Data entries
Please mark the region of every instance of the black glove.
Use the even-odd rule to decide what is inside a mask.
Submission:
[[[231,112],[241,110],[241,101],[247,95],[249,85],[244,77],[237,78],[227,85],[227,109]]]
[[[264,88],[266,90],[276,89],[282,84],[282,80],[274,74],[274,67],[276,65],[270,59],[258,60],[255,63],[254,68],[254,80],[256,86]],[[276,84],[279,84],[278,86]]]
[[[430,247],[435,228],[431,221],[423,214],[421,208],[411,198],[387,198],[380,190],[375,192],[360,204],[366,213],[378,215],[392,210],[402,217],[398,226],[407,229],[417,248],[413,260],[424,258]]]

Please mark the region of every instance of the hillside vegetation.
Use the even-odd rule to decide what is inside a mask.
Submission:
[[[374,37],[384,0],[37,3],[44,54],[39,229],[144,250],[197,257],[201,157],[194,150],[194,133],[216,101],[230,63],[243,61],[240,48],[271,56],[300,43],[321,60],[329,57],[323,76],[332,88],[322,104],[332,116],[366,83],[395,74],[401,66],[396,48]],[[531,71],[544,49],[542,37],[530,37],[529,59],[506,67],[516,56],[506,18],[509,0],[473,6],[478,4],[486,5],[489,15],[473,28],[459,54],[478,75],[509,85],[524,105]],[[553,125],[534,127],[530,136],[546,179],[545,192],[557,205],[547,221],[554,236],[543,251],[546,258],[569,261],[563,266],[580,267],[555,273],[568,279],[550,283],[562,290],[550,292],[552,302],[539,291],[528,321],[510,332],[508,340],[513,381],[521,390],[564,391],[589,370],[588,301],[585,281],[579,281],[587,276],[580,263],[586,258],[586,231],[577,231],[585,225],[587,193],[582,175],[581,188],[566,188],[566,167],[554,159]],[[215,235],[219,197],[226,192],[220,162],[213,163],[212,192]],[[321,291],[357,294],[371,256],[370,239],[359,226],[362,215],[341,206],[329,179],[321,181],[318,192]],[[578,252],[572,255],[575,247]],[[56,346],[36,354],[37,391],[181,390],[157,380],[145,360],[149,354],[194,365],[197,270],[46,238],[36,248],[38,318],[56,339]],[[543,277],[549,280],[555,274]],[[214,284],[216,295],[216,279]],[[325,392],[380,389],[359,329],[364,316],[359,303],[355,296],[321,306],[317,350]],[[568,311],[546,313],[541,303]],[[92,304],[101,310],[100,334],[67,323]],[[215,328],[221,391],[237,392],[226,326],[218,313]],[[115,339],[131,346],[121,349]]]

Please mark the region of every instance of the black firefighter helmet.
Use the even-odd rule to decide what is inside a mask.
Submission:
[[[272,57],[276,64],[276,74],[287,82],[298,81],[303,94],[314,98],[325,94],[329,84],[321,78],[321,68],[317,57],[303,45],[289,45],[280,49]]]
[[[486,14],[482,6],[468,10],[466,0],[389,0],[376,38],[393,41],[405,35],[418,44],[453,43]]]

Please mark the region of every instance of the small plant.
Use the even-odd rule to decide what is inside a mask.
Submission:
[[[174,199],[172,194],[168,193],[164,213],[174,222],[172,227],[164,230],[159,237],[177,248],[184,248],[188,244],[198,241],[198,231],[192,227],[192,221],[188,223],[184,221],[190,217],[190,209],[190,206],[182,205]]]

--

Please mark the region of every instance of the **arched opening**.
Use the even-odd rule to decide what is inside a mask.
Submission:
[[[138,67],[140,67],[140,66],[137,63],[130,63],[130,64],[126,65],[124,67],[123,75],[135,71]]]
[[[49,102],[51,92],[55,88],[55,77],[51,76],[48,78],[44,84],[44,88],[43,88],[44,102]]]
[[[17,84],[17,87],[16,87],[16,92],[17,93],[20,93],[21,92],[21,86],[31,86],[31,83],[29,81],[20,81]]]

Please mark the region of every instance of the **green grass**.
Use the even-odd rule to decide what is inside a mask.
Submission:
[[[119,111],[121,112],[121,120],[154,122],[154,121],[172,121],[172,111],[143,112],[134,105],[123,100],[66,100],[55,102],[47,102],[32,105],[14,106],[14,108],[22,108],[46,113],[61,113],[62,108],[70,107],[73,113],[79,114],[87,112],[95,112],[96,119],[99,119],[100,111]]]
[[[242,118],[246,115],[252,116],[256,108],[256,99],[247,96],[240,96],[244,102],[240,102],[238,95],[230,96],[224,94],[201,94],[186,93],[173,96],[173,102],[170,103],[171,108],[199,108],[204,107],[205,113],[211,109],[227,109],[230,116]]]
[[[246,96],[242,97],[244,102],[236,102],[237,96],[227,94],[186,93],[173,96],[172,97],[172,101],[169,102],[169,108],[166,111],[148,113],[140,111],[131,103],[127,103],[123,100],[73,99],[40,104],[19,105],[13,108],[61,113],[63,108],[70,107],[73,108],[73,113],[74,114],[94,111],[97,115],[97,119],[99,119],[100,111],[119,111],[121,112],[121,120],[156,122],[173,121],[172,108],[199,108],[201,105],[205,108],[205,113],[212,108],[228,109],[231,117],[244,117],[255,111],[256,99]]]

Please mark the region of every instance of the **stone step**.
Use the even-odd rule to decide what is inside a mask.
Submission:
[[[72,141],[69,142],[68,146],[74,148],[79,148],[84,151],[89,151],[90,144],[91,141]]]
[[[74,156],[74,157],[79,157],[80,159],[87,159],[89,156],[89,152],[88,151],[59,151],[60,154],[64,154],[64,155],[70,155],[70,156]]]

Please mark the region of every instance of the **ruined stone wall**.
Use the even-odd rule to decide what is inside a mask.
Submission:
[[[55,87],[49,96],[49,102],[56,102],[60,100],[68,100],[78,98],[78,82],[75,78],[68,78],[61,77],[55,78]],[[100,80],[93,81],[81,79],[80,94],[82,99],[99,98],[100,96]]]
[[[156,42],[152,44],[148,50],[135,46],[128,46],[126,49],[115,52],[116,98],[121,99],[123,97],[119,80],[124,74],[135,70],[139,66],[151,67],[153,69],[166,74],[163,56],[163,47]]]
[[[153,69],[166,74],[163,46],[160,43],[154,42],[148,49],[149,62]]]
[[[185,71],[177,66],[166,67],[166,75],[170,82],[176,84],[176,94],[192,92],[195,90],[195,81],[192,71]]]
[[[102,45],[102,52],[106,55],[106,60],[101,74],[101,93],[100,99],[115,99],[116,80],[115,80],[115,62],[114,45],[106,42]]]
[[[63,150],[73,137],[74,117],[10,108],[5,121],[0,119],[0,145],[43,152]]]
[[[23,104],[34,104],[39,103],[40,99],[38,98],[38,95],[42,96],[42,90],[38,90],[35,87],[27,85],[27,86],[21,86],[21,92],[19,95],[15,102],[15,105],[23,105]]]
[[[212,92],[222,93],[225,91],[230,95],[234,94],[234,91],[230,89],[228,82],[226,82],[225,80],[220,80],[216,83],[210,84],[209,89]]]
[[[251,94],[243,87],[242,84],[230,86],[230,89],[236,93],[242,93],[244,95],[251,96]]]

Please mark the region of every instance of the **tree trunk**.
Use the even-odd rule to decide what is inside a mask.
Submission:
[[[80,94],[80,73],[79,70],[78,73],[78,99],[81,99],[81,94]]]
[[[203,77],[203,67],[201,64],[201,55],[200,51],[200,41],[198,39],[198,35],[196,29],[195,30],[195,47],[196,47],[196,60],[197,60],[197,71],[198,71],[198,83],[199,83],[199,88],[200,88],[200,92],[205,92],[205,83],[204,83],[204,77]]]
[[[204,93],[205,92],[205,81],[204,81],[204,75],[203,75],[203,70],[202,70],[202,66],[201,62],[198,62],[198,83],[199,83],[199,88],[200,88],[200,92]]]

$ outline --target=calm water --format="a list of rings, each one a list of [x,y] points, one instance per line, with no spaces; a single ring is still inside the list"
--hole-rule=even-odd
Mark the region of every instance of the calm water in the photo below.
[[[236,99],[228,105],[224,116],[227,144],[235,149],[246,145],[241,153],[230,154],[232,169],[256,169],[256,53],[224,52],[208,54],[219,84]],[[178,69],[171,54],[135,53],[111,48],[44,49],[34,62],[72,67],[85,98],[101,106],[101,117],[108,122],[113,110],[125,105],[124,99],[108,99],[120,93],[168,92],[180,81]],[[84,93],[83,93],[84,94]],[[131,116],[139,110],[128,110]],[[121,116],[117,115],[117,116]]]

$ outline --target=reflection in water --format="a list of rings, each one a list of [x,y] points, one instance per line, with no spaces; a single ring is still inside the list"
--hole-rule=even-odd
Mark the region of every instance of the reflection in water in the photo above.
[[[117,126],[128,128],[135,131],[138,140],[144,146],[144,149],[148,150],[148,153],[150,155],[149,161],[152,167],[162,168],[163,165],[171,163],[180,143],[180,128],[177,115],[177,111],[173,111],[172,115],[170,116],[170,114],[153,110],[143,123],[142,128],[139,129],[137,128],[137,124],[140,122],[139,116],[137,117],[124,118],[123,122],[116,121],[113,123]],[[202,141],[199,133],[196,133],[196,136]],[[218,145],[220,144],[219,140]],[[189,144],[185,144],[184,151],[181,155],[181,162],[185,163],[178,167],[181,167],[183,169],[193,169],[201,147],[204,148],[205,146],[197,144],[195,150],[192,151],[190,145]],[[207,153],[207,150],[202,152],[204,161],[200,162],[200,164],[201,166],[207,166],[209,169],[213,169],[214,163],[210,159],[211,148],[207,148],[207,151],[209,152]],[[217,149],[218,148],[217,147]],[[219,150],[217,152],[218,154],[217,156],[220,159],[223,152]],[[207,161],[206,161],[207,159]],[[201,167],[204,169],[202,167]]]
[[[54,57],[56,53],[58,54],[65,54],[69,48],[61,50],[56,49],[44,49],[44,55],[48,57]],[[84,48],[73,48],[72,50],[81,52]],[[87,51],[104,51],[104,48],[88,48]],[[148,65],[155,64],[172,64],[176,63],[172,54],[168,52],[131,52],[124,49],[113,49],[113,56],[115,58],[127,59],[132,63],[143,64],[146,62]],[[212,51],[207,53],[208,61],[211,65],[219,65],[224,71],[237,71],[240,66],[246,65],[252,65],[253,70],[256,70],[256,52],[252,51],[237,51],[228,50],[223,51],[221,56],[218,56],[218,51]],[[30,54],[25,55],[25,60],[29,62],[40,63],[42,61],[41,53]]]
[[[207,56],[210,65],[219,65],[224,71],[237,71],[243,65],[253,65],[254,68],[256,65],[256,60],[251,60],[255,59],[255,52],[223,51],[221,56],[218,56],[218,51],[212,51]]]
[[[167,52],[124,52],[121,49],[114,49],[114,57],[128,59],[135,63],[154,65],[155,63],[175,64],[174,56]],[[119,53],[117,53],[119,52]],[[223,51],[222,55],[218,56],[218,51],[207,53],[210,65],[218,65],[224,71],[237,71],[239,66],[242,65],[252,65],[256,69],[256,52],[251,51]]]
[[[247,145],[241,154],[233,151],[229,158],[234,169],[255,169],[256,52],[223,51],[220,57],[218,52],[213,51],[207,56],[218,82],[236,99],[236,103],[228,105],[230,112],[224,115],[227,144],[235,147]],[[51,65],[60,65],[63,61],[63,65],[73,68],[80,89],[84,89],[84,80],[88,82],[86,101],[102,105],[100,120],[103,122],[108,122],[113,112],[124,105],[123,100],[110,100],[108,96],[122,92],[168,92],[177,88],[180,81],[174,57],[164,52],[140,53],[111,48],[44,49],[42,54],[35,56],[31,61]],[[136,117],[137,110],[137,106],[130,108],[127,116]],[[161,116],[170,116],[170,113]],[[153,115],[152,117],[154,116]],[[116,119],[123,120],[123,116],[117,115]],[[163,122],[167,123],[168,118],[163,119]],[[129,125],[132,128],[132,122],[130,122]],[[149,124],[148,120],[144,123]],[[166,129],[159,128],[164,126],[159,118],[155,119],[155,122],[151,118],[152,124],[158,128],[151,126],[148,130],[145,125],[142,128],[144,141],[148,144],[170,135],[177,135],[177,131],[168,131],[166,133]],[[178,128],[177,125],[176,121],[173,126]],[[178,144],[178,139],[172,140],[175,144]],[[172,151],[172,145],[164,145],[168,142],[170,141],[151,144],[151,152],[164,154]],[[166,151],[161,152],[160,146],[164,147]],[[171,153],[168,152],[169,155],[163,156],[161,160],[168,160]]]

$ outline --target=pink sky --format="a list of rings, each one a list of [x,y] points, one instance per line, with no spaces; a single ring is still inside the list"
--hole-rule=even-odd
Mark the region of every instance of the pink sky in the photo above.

**What is needed:** Return every line of the entries above that contains the word "photo". Case counts.

**Finished task:**
Mark the region of every instance of the calm water in the photo below.
Mark the region of every instance of the reflection in water in the photo above.
Mark the region of every instance of the pink sky in the photo above.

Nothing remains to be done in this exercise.